** start Material for this task **
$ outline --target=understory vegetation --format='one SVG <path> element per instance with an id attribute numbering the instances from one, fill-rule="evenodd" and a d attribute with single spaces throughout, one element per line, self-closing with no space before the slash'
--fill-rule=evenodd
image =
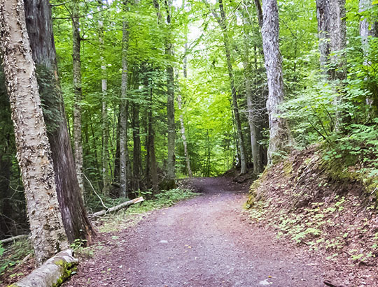
<path id="1" fill-rule="evenodd" d="M 321 254 L 346 286 L 359 286 L 374 280 L 365 275 L 374 273 L 378 258 L 374 180 L 340 168 L 339 158 L 331 164 L 324 149 L 297 151 L 267 169 L 251 186 L 247 212 L 277 238 Z"/>
<path id="2" fill-rule="evenodd" d="M 94 224 L 99 232 L 106 234 L 122 231 L 137 224 L 151 211 L 172 206 L 180 200 L 198 195 L 182 188 L 162 191 L 155 195 L 151 193 L 141 193 L 141 196 L 147 198 L 144 201 L 96 219 Z M 111 237 L 111 240 L 117 239 L 117 236 Z M 85 240 L 78 239 L 70 245 L 79 258 L 93 257 L 97 251 L 106 247 L 101 242 L 90 246 L 85 246 Z M 17 281 L 32 271 L 33 267 L 33 246 L 29 238 L 19 240 L 5 246 L 0 244 L 0 284 L 10 284 Z"/>

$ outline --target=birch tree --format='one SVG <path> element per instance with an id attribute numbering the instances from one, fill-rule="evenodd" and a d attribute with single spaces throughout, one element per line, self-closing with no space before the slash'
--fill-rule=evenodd
<path id="1" fill-rule="evenodd" d="M 24 2 L 0 1 L 1 49 L 38 265 L 67 248 L 54 168 L 26 28 Z M 48 228 L 46 228 L 48 227 Z"/>
<path id="2" fill-rule="evenodd" d="M 48 0 L 24 0 L 24 2 L 30 46 L 40 83 L 39 93 L 45 107 L 43 117 L 51 147 L 63 224 L 69 242 L 81 238 L 89 243 L 94 231 L 87 216 L 75 170 L 57 77 L 51 9 Z"/>
<path id="3" fill-rule="evenodd" d="M 123 2 L 124 9 L 127 10 L 127 1 Z M 127 149 L 127 83 L 128 65 L 127 51 L 129 47 L 129 22 L 124 16 L 122 20 L 122 83 L 121 98 L 120 102 L 120 196 L 127 197 L 127 161 L 129 150 Z"/>
<path id="4" fill-rule="evenodd" d="M 283 118 L 279 105 L 284 101 L 282 57 L 279 51 L 279 13 L 276 0 L 262 0 L 262 47 L 269 88 L 267 109 L 269 115 L 270 138 L 267 150 L 268 165 L 274 154 L 290 149 L 291 136 L 286 120 Z"/>
<path id="5" fill-rule="evenodd" d="M 106 73 L 106 61 L 105 60 L 105 49 L 104 43 L 104 9 L 102 1 L 100 1 L 100 20 L 99 20 L 99 42 L 101 64 L 101 89 L 102 93 L 102 184 L 103 193 L 108 195 L 110 177 L 109 177 L 109 123 L 108 121 L 108 80 Z"/>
** end Material for this task **
▶ What you will do
Write out each line again precisely as it appears, skipping every picture.

▶ Finished task
$ outline --target=understory vegetation --format='one SVG <path> element per instance with an id attribute numbering the instances from one, fill-rule="evenodd" and a d attribute with single spaces throughout, one element per line, self-closing with no space before the slash'
--fill-rule=evenodd
image =
<path id="1" fill-rule="evenodd" d="M 321 254 L 346 286 L 359 286 L 374 280 L 365 275 L 374 273 L 378 258 L 374 180 L 340 168 L 339 158 L 331 164 L 324 149 L 297 151 L 267 169 L 251 186 L 247 212 L 277 238 Z"/>
<path id="2" fill-rule="evenodd" d="M 94 224 L 99 232 L 106 234 L 122 231 L 137 224 L 151 211 L 172 206 L 180 200 L 198 195 L 182 188 L 162 191 L 155 195 L 151 193 L 141 193 L 141 196 L 147 198 L 144 201 L 96 219 Z M 111 237 L 111 240 L 117 239 L 117 236 Z M 85 240 L 78 239 L 70 245 L 79 258 L 93 257 L 97 251 L 106 247 L 101 242 L 90 246 L 85 246 Z M 17 281 L 32 271 L 33 267 L 33 246 L 29 238 L 19 240 L 5 246 L 0 244 L 0 284 L 10 284 Z"/>

$ outline --target=birch tree --format='one SVG <path> element per instance with an id attribute numbering the instances from one, fill-rule="evenodd" and a d attribute with single spaces throughout, one element per line, self-closing with no space before the slash'
--fill-rule=evenodd
<path id="1" fill-rule="evenodd" d="M 24 2 L 0 1 L 1 49 L 38 265 L 67 248 L 54 168 L 26 28 Z M 48 228 L 46 228 L 48 227 Z"/>
<path id="2" fill-rule="evenodd" d="M 48 0 L 24 0 L 24 2 L 30 46 L 40 83 L 39 93 L 45 107 L 43 117 L 51 147 L 63 224 L 69 242 L 81 238 L 89 243 L 94 231 L 87 216 L 75 170 L 57 77 L 51 9 Z"/>
<path id="3" fill-rule="evenodd" d="M 123 2 L 124 9 L 127 10 L 127 1 Z M 127 149 L 127 83 L 128 65 L 127 51 L 129 47 L 129 22 L 124 16 L 122 20 L 122 83 L 121 98 L 120 102 L 120 196 L 127 197 L 127 161 L 129 150 Z"/>
<path id="4" fill-rule="evenodd" d="M 283 118 L 279 105 L 284 101 L 282 57 L 279 51 L 279 13 L 276 0 L 262 0 L 262 47 L 269 88 L 267 109 L 269 115 L 270 138 L 267 150 L 268 165 L 274 154 L 290 149 L 291 136 L 286 120 Z"/>
<path id="5" fill-rule="evenodd" d="M 106 73 L 106 61 L 105 60 L 105 49 L 104 43 L 104 9 L 102 1 L 100 1 L 100 20 L 99 20 L 99 42 L 101 64 L 101 89 L 102 93 L 102 184 L 103 193 L 108 195 L 110 177 L 109 177 L 109 123 L 108 121 L 108 80 Z"/>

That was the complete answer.